━━━ Source data ━━━

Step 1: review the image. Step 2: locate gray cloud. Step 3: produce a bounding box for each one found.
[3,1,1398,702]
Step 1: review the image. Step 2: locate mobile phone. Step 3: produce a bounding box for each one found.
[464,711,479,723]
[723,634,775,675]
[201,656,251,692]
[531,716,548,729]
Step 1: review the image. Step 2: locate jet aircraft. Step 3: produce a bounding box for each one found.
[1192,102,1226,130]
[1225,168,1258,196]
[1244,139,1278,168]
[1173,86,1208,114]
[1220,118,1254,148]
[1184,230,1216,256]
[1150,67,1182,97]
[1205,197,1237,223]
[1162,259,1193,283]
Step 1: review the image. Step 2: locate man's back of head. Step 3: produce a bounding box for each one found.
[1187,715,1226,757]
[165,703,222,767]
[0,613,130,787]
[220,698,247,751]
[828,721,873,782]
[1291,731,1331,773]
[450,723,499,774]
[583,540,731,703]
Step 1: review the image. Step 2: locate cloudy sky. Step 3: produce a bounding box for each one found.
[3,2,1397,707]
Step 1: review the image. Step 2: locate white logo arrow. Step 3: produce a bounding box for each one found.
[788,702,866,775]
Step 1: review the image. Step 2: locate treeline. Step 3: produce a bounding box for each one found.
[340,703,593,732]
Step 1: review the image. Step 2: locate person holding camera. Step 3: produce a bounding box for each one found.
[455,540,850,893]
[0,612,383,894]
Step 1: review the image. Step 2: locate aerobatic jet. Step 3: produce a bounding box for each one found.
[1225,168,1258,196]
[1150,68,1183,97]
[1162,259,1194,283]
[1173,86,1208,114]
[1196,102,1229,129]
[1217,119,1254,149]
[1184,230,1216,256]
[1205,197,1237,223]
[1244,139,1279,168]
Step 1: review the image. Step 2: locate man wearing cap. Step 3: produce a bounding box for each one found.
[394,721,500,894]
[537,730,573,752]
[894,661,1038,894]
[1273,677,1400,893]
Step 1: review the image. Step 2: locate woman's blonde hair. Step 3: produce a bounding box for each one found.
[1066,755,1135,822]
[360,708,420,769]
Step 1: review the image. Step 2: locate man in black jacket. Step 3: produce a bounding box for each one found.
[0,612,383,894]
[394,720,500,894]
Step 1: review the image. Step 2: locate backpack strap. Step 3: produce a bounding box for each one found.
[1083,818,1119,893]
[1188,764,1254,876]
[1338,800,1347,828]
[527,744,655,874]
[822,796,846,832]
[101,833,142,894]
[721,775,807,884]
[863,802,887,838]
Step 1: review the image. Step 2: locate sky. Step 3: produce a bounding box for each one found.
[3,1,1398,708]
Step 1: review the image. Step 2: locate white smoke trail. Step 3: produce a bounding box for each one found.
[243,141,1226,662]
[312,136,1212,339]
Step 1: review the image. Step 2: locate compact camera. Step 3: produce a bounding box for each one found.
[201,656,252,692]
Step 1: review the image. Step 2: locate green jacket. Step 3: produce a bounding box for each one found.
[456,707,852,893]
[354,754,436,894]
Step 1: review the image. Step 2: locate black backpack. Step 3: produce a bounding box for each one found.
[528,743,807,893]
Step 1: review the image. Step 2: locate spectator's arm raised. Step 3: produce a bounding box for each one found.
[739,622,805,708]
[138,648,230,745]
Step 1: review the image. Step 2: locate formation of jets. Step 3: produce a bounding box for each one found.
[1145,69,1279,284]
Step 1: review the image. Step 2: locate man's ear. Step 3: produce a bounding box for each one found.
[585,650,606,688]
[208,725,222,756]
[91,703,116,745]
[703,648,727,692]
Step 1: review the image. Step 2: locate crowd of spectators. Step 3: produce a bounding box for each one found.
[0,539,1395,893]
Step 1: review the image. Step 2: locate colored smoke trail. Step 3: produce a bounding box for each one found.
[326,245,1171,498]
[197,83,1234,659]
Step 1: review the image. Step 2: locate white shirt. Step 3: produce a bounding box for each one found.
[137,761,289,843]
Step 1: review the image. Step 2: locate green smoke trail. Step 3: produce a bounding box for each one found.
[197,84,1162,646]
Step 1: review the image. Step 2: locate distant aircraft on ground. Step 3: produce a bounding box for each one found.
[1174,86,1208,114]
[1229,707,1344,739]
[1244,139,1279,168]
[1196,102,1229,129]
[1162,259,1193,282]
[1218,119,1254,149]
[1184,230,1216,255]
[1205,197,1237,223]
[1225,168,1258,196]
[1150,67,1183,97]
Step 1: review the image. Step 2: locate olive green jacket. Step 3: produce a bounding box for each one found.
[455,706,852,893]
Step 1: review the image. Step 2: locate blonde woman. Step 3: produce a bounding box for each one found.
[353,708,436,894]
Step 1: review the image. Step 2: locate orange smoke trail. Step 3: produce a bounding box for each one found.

━━━

Task requirements.
Each record above has to be repeated word for word.

Response box.
Step 1: review the image. Step 2: locate gray cloud. Step 3: produce a bounding box for each one found.
[3,1,1398,702]
Step 1: review the image. Step 2: locate mobile phone. Step 3: produce a bounding box for each one found.
[464,711,479,723]
[723,634,775,675]
[201,656,251,692]
[531,716,548,729]
Step 1: review the image. Step 2: locate jet aircraft. Step 3: produce a bounding box for each one found.
[1192,102,1226,130]
[1225,168,1258,196]
[1244,139,1278,168]
[1173,86,1208,114]
[1220,118,1254,148]
[1184,230,1216,256]
[1150,67,1182,97]
[1205,197,1237,223]
[1162,259,1193,283]
Step 1: review the image. Step 2: locate man's back of head. Step 3: produce a bounding box for each one found.
[1187,715,1226,757]
[165,703,222,767]
[0,613,130,787]
[220,698,247,751]
[828,721,873,782]
[1291,731,1331,773]
[450,723,499,774]
[583,540,731,703]
Step 1: review the image. Step 2: locate cloudy sky. Step 3: produce a bounding box for each one found.
[3,2,1397,707]
Step 1: review the image. Step 2: locate white logo arrow. Step 3: produce a bounding box for each one found.
[788,702,866,775]
Step 1: review the image. Step 2: locate treeline. Step 3: produce a bounding box for each one found.
[340,703,593,732]
Step 1: review the image. Step 2: locate person holding camera. Step 3: produce a bounding box for each one found.
[455,540,850,893]
[0,612,383,894]
Step 1: review the image. Step 2: locate aerobatic jet. Step 3: produce a bounding box for each one found.
[1225,168,1258,196]
[1150,68,1183,97]
[1162,259,1194,283]
[1173,86,1208,114]
[1196,102,1229,129]
[1217,119,1254,149]
[1184,230,1216,256]
[1205,197,1237,223]
[1244,139,1279,168]
Step 1: review the image. Step 2: locate man wearing cap. Step 3: produce a bounding box for each one found.
[394,721,500,894]
[537,730,573,752]
[894,661,1038,894]
[1273,677,1400,893]
Step 1: review the image. Step 2: locate woman's blonde hair. Step 3: produce a bounding box for each one found.
[1066,755,1135,822]
[360,708,420,769]
Step 1: review the image. Step 2: locate man in black jacket. Step 3: produce a bounding box for each one found.
[0,612,383,894]
[394,720,500,894]
Step 1: review the image. Step 2: locate backpack strap. Step 3: produce a bounding box for each one found.
[1083,818,1119,893]
[1188,764,1254,876]
[1338,800,1347,828]
[527,744,655,874]
[822,796,846,832]
[101,833,142,894]
[721,775,807,884]
[863,802,887,838]
Step 1: review the image. Step 2: locate sky. Step 3: produce a bounding box for each one found.
[3,1,1398,708]
Step 1: review the image. Step 2: locate white smoke trail. Step 3: produce a bounding box for each one found.
[243,141,1226,662]
[312,136,1212,339]
Step 1: review the image. Step 2: locate compact camera. Step 3: produce a bounding box for each one found.
[201,656,252,692]
Step 1: review the image. Step 2: locate green jacket. Step 3: produce a bounding box for each one found.
[456,707,852,893]
[354,754,436,894]
Step 1: review the image. Step 2: locate black backpack. Step 3: produce a bounding box for each one found.
[528,743,807,893]
Step 1: review the image. Step 2: locate spectator's arm raised. Step 3: produce a bounding box for each one found.
[739,622,805,708]
[138,648,230,745]
Step 1: review the image. Step 2: locate formation of jets. Step 3: produce a bounding box for each one found.
[1145,69,1279,284]
Step 1: review the image. Step 2: locate man's ear. Step 3: produce a bounding box for each one found.
[585,650,606,688]
[208,725,222,756]
[91,703,116,745]
[703,648,727,692]
Step 1: review the image. Step 2: locate crowd of spectators. Step 3: produce a bounding box for each one found.
[0,539,1395,893]
Step 1: review the image. Step 2: locate colored smoke trail. Step 3: produce a bounding box for each one found.
[326,245,1171,498]
[197,83,1234,659]
Step 1: review the image. Step 2: locate white shirt. Step 3: produce a bounding box for each one found.
[137,761,289,843]
Step 1: review the image. Step 2: locate green smoke trail. Step 3: produce a bounding box for each one found.
[197,84,1162,646]
Step 1: review the image. Step 2: locate distant aircraft on ground. Step 3: produce a bounding box for each one found.
[1174,86,1208,114]
[1229,707,1344,739]
[1244,139,1279,168]
[1196,102,1229,129]
[1162,259,1193,282]
[1218,119,1254,149]
[1184,230,1216,255]
[1205,197,1237,223]
[1225,168,1258,196]
[1150,67,1183,97]
Step 1: review the image. Step 2: locate olive green jacket. Step 3: produce a bounding box for each one found.
[455,706,852,893]
Step 1: review the image. Step 2: locate blonde woman. Step 3: produce a bounding box for each one found.
[353,708,436,894]
Step 1: review the image. Step 2: locate orange smoke trail. Step 3: produce a bounding box for each one found.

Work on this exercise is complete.